Required work - Repeat each line, word for word, from the one containing "Shelf-audit tool: tag the motorcyclist" through the last line of the entries, and include no other output.

(Natural-language object grounding data)

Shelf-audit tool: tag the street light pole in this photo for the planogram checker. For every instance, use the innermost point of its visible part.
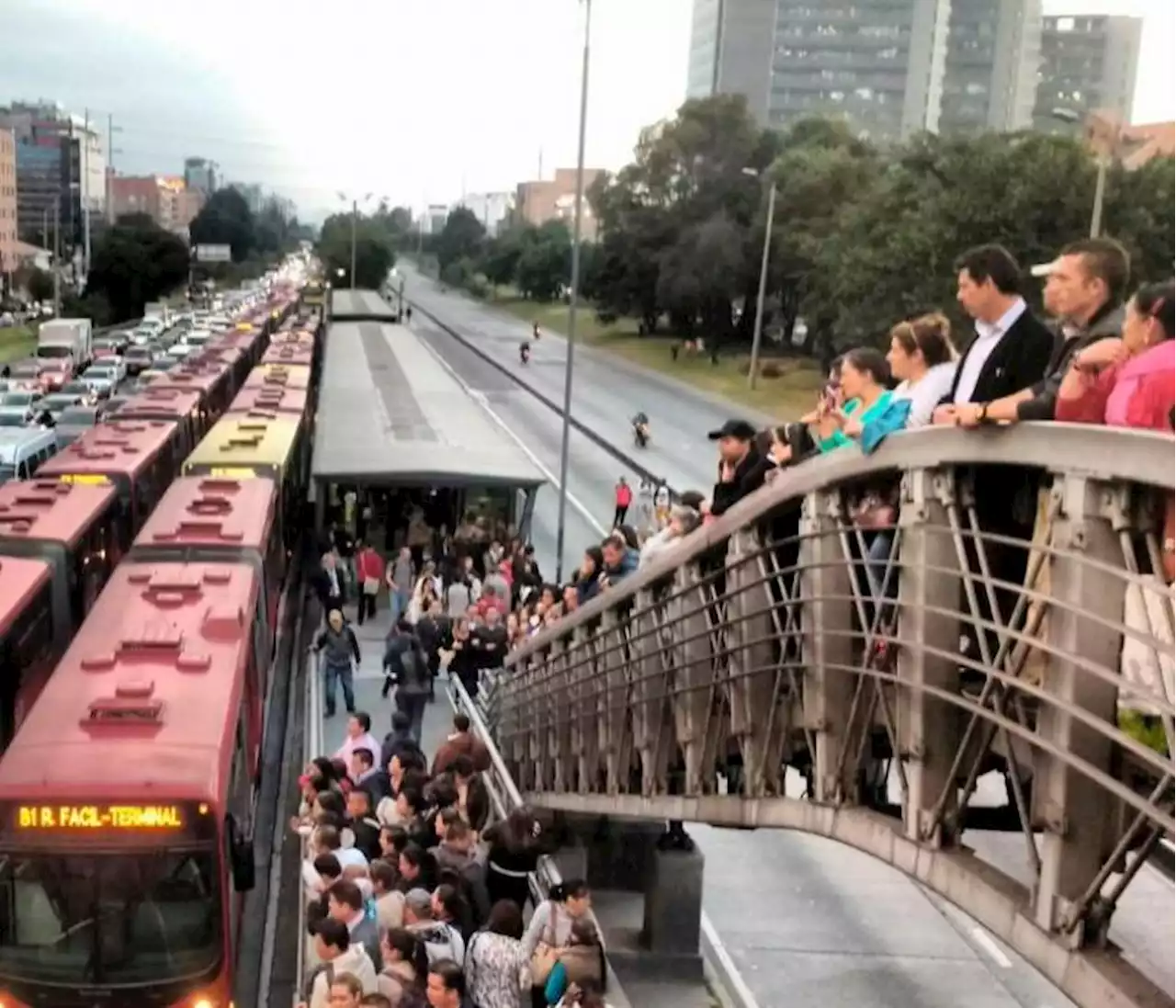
(356, 218)
(1100, 198)
(573, 303)
(763, 289)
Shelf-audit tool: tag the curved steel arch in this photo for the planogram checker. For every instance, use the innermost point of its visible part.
(761, 646)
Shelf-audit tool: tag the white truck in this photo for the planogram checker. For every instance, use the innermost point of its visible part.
(158, 310)
(74, 338)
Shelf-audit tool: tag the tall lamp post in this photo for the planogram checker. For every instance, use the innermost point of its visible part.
(1105, 137)
(574, 301)
(757, 335)
(356, 217)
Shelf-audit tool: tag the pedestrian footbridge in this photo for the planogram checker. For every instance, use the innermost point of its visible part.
(975, 687)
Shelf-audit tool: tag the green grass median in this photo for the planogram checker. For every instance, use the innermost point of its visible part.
(17, 343)
(786, 390)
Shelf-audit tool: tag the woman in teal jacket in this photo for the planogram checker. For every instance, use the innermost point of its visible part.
(869, 412)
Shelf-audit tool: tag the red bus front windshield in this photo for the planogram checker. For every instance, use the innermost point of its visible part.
(127, 918)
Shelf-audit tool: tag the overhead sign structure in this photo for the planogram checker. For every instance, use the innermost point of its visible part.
(214, 253)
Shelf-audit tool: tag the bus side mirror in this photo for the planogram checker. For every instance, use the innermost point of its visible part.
(240, 856)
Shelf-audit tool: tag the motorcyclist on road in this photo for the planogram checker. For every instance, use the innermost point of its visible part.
(641, 429)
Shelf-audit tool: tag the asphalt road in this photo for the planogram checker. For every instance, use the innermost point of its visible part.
(808, 923)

Finished exercise -
Shelf-audit tool: tag the motorcyclist on road in this photo for the planogram checker. For every instance, use the innermost point of its visible part.
(641, 429)
Shelf-audit tool: tag the asphalt road in this photo for the planogram checker. For every instance, use the innermost point of its visible part.
(808, 923)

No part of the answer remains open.